## Begin Page excerpt
NC State University Home
Millennium Seminars
   Millennium Seminars Logo
About the Millennium Seminars
Upcoming Speakers
Speaker Information Contact Us
Press
Ways to Support the Seminars
Sign up for email updates
Innovation, Leadership and Higher Education

Speaker Information
 Upcoming Speakers
Lidnsey Graham

October 17, 2006
How can the United States protect itself from terrorist attacks? As the nation pursues the most effective security strategies, a heated public policy debate has ensued.

This national debate rages over an essential question: Can the security interests of the United States be met while affording suspected terrorists due process under our system of laws, or is due process as we’ve known it for over 200 years, a luxury we can no longer afford?

Should we, as a nation, try terrorists with secret evidence that they are not permitted to see? Must we alter one of the bedrocks of American justice and 200 years of American judicial procedure by withholding classified evidence from defendants while giving it to a jury that has the power to put them to death? 

South Carolina Senator Lindsey Graham, one of Washington’s most influential Senators and leading experts on military justice, is at the epicenter of this debate. He brings his perspectives on leadership, the debate over torture and terrorism and America’s place in the world to NC State on Oct.17.

Graham, a former military attorney, has stepped into the center of the debate, which has, at times placed him at odds with the Bush Administration. In a polarized political atmosphere in which compromise is often a casualty, Graham’s ability to build bridges, work the middle, and provide leadership will be essential to developing solutions that meet security concerns consistent with our system of American justice, and preserve our moral authority in the world.

Last year, against the wishes of the Bush administration, Graham was one of the key forces in helping pass a ban on torture. More recently, he has raised questions about the judicial nomination of the Pentagon general counsel who helped write a memorandum that defined torture only as treatment that causes pain similar to death or major organ failure. Instead of supporting the position that terrorists deserve no legal or human rights, Graham has championed the Geneva Convention.

In a recent New York Times interview, Sen. Graham said, “What I'm trying to do with my time in the Senate during this whole debate we're having is to remind the Senate that the rules we set up speak more about us than it does the enemy. The enemy has no rules. They don't give people trials, they summarily execute them and they're brutal, inhuman creatures. But when we capture one of them, what we do is about us, not about them. Do they deserve, the bad ones, all the rights that are afforded? No. But are we required to do it because of what we believe? Yes.”
## End Page excerpt
## Begin Data section
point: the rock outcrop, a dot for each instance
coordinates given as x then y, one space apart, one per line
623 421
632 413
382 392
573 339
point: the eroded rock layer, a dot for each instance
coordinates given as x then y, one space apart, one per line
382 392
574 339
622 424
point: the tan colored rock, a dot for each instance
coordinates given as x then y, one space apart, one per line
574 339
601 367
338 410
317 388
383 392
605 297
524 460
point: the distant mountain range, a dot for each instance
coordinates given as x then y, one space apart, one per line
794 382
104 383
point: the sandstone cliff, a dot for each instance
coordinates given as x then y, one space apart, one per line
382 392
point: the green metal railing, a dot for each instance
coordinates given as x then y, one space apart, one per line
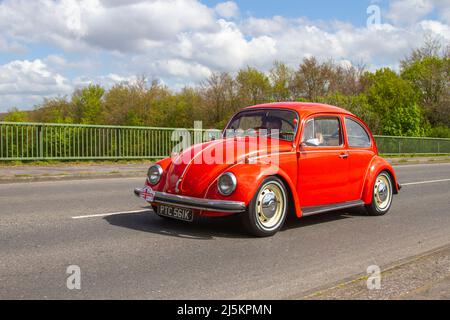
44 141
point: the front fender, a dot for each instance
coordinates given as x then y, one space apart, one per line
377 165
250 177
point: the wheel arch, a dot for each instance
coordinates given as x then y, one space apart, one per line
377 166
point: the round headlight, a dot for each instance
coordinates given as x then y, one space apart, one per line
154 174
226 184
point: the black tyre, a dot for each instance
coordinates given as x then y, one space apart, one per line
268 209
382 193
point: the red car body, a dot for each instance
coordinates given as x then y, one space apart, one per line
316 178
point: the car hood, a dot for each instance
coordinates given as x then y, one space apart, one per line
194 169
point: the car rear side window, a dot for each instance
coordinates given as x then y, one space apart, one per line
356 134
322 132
## End Data section
● **Required actions**:
a - Render the entries as a two-column CSV with the header columns "entry" and "answer", one row per entry. Start with the line containing "point: the round" and go through the end of the entries. Put each entry's text and its answer in their own quoted fields, with line breaks replaced by spaces.
b - Write the next part of the page about Lindsey Graham's Millennium Seminars visit, picking up after its final sentence.

● **Task results**:
a -
entry,answer
"point: the round headlight, a dot for each instance coordinates given as x then y, one space apart, one per line","154 174 226 184"
"point: the black tyre, a dot for each instance coordinates given as x then y, one space apart, one per line","268 209 382 193"
"point: the red car body, a dot for each instance coordinates given as x then y, one space apart, one per line","316 178"
"point: the car hood, a dot for each instance coordinates given as x then y, one space apart, one per line","194 169"
"point: the car rear side window, a dot for each instance coordinates given as x then y, one space apart, one per line","356 134 322 132"

b -
Graham is a native South Carolinian and the first in his family to get a college degree. He logged six-and-a-half years of service on active duty as an Air Force lawyer and also serves in the South Carolina Air National Guard. He was elected to the House of Representatives in 1992 and the Senate in 2002. Graham serves on four committees in the U.S. Senate: Armed Services, Judiciary, Budget, and Veterans Affairs.

Graham draws on his experience of growing up in the South Carolina textile town of Central, of losing both his parents when he was barely into his 20s and adopting his sister, and serving as a lawyer in military courts.

From 1984-1988, he was assigned overseas and served at Rhein Mein Air Force Base in Germany. Upon leaving the active duty Air Force in 1989, Graham joined the South Carolina Air National Guard where he served until his election to the U.S. House of Representatives in 1994.

During the first Gulf War, he was called to active duty and served stateside at McEntire Air National Guard Base as Staff Judge Advocate where he prepared members for deployment to the Gulf region. His duties included briefing pilots on the law of armed conflict, preparing legal documents for deploying troops, and providing legal services for family members of the South Carolina Air National Guard. He received a commendation medal for his service at McEntire.

Since 1995, Graham has served in the U.S. Air Force Reserves and is the only senator currently serving in the Guard or Reserves. He is a colonel and is assigned as a Reserve Judge to the Air Force Court of Criminal Appeals.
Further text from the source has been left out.